It’s been 37 years since their debut album Can’t Stand The Rezillos – and one of the many great things about their second album is that it pretty much picks up where their first left off. And that’s not because it’s stuck in a time warp, but because it feels as fresh as that debut still feels even now.
There haven’t been many bands that have both a frontman and a frontwoman, like the Rezillos possess in Eugene Reynolds and Fay Fife, but it’s clear that even back when they started, the Rezillos weren’t like every other band in many ways.
Interviewing Eugene Reynolds a couple of weeks back, he told me that the person responsible for getting them signed to Sire Records by Seymour Stein was none other than Sir Elton John. Google the Rezillos and what comes up – repeatedly – is that the band had a vastly different approach to the (affected) nihilism of many of their then contemporaries.

RAW DATA:
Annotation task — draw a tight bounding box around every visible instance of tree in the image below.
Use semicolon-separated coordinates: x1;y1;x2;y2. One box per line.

BRIEF A:
According to the Rezillos article, who got the band signed to Sire Records by Seymour Stein?
BRIEF B:
Continue the Rezillos article from its last sentence.

REPLY A:
Sir Elton John got them signed.

REPLY B:
This is a record packed full of punk anthems, right from the opening ‘Take Me To The Groovy Room.’ It’s infectious punk, with a delicious threat of danger; an album that even when you’ve got it on when you’re driving around in the car (as I have many times) makes you want to start pogo-ing – regardless of what other drivers might think. And the songs keep coming over the course of the record –‘She’s The Bad One’, ‘No.1 Boy’ ‘Sorry About Tomorrow’… There are bands who attempt to repeat the same formula and fall flat on their face months later. The Rezillos grin, stick their tongue out and casually rub it in your face that they’ve done it again.
Over the course of these twelve tracks, the Rezillos don’t put a foot wrong. It must take a lot of balls to go out on stage after them.